━━ Document excerpt

# A ***REAL*** "LED" TV, and my own RGB sign!



## EricB (Apr 2, 2012)

http://www.oled-info.com/crystal-led-new-self-emitting-led-tv-technology-sony

(Current "LED-TV"s are really backlit LCD's)
Almost missed this one, now 3 months old! 
When these come out, they will have to rename those fake (backlit) LED screens. (I always imagined people seeing "LED TV" and thinking the pixels were LED's, not knowing it was just a backlit LCD).
I never knew they made﻿ LED's that small. I knew OLED was a different technology, but it seemed to pick up where LED left off in small size. Probably won't be as thin or flexible as OLED's can be. So then perhaps OLED will become primarily for flexible and transparent displays.

In other news, I got myself an RGB (or more accurately, RLB, using lime or yellow-green) BetaBRite Prism sign.

http://youtu.be/hUel1GzFkXw
Got it used for $69! (Really $300-500!)

LedTronics has had RLB's for sale for over 10 years, though it was only a couple of years ago I first saw them, in this sign, which is being used for LOTTO machines in stores. Now, the only one I'm seeing on their site is the DIS-1044-005, which are domed "spider" LED's, while the ones in this sign are flat. They did use to offer a few others. (So I don't know who the OEM's, like if it's really from Cree, Nichia or whoever. Can't find out where they got them from).

━━━━

**Tasks to carry out:**
A – In the forum post on LED TVs, reproduce everything from "# A ***REAL***" down to "really backlit LCD's)".
B – According to the forum post on LED TVs, how much did the BetaBRite Prism sign cost used?
C – Write what comes next in the forum post on LED TVs, continuing after its last sentence.

━━ Extracted information

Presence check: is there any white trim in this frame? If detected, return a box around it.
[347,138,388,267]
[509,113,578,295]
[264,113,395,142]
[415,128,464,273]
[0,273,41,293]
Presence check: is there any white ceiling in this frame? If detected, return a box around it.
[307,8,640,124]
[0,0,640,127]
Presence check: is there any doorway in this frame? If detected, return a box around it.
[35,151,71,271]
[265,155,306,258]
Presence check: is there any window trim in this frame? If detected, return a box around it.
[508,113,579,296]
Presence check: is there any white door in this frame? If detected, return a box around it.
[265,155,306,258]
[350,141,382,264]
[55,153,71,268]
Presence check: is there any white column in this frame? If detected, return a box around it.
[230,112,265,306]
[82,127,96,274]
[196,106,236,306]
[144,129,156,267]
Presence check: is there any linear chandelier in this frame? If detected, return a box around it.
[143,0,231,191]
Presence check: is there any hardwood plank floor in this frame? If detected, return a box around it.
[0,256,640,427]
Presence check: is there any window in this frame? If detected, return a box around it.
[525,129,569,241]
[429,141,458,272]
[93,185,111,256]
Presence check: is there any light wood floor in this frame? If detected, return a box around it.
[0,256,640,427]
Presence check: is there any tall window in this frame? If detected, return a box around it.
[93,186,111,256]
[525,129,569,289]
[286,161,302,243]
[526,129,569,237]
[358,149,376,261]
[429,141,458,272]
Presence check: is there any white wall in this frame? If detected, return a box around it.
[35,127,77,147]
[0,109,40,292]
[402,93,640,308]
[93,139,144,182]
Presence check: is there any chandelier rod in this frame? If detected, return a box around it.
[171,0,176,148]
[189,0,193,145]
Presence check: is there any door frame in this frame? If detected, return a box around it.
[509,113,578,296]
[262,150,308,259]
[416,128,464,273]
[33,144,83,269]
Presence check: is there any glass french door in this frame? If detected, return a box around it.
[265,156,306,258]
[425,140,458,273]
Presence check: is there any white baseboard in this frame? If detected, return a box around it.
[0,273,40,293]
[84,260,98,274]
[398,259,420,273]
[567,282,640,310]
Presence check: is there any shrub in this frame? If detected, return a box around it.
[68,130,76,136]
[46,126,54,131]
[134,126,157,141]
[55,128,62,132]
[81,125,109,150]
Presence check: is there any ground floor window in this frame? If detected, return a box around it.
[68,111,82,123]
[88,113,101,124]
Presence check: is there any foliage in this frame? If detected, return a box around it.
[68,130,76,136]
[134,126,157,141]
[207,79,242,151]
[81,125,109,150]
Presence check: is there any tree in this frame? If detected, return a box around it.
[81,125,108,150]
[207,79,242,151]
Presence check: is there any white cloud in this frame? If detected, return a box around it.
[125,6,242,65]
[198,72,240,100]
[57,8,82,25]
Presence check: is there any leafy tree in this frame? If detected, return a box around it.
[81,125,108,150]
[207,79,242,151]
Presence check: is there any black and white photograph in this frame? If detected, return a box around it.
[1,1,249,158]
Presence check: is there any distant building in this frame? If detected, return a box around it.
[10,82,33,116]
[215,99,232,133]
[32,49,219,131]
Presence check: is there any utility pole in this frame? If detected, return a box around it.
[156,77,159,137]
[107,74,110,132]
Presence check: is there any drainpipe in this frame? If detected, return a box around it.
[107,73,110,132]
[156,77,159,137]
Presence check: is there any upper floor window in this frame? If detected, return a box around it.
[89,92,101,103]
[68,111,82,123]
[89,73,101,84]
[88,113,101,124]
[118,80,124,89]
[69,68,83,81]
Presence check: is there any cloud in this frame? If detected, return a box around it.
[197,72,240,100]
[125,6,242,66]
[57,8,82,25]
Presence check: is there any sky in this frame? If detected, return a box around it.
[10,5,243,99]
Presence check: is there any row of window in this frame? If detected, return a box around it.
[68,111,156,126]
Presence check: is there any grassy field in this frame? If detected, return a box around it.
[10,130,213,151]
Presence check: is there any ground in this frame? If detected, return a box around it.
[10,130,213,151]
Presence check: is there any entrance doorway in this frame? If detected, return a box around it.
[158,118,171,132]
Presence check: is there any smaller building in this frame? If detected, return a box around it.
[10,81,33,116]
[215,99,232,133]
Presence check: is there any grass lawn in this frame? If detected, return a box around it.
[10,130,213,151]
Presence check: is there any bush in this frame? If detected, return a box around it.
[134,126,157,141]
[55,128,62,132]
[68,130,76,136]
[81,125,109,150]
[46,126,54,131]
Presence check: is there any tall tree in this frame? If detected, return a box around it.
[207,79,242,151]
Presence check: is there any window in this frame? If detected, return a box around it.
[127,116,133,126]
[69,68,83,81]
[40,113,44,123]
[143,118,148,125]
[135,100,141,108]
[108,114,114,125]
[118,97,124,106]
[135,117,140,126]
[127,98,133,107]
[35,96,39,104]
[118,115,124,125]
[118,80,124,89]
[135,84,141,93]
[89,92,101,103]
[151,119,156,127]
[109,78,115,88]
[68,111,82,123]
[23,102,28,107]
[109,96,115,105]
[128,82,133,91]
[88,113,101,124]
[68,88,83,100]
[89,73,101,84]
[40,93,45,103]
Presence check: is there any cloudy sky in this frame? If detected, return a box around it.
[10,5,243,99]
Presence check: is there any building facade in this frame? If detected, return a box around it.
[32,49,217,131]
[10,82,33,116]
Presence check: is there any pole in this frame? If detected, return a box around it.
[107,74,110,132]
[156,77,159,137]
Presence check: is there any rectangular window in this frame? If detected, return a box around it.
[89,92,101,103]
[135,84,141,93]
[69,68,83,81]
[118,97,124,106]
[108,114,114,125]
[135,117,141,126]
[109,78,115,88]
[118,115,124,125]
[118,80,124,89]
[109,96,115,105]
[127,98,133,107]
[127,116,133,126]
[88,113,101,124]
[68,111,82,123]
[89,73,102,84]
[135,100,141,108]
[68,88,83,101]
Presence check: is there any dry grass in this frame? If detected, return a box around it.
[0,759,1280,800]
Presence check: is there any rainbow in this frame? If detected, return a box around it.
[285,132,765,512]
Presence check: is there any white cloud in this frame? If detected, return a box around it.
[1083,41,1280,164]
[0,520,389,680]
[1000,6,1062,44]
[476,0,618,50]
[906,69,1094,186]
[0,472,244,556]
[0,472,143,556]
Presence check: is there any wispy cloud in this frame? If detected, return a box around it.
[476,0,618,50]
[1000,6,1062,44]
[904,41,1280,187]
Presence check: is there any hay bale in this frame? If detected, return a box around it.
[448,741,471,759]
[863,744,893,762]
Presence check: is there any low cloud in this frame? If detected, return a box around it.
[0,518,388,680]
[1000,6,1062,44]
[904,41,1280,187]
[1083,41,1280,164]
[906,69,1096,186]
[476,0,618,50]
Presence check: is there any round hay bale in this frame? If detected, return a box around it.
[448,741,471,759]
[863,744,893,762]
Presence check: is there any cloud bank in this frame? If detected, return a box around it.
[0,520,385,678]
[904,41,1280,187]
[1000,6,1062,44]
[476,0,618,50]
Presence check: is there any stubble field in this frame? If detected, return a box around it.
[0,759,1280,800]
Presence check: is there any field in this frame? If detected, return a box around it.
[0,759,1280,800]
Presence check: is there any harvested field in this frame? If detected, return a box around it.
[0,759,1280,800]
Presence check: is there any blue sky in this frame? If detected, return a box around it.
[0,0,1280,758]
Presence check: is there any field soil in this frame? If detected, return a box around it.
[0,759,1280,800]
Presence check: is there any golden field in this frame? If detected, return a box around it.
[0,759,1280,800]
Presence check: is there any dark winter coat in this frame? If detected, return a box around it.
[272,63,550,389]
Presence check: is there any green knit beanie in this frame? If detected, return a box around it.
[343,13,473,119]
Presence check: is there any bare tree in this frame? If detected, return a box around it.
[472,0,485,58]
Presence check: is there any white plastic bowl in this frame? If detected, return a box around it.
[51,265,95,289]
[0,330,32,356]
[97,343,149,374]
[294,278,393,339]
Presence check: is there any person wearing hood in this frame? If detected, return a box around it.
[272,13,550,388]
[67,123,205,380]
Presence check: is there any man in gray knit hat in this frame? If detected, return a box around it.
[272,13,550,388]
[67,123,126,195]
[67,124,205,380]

━━━━

**Answers provided:**
A –
# A ***REAL*** "LED" TV, and my own RGB sign!



## EricB (Apr 2, 2012)

http://www.oled-info.com/crystal-led-new-self-emitting-led-tv-technology-sony

(Current "LED-TV"s are really backlit LCD's)

B – $69

C –
I always wanted to know what the colors would look like, since the yellow in the primary green throws thins off. What we end up with, is that "full white" (FFFFFF) is very pinkish, while "light aqua" (00FF80) looks almost like a pure 6000K phosphor white!
(I've been trying to get NYC Transit to use these in signs (they only use red or amber only on vehicles, and RyG (R-L) in station signs).


----------



## StarHalo (Apr 2, 2012)

TVs are going to be like Apple products from here on out, some amazing new model that completely overshadows the old one every year and a half or so. Don't forget that there was an 8K TV at the last CES..


----------



## fyrstormer (Apr 3, 2012)

There is no meaningful difference between the picture quality on an LED-backlit LCD vs. a direct-illuminated LED array. The only meaningful difference is power consumption. Anything that tells you otherwise is marketing BS.

EDIT: Okay, if your primary colors are different, then all the combinant colors will also be different. However, that is not necessarily a benefit since it will cause pretty much every picture to look wrong compared to the standard RGB color space used by every other device on the market. Adding an extra primary color (usually yellow) would work a lot better than changing the definitions of the existing three.


----------



## qwertyydude (Apr 3, 2012)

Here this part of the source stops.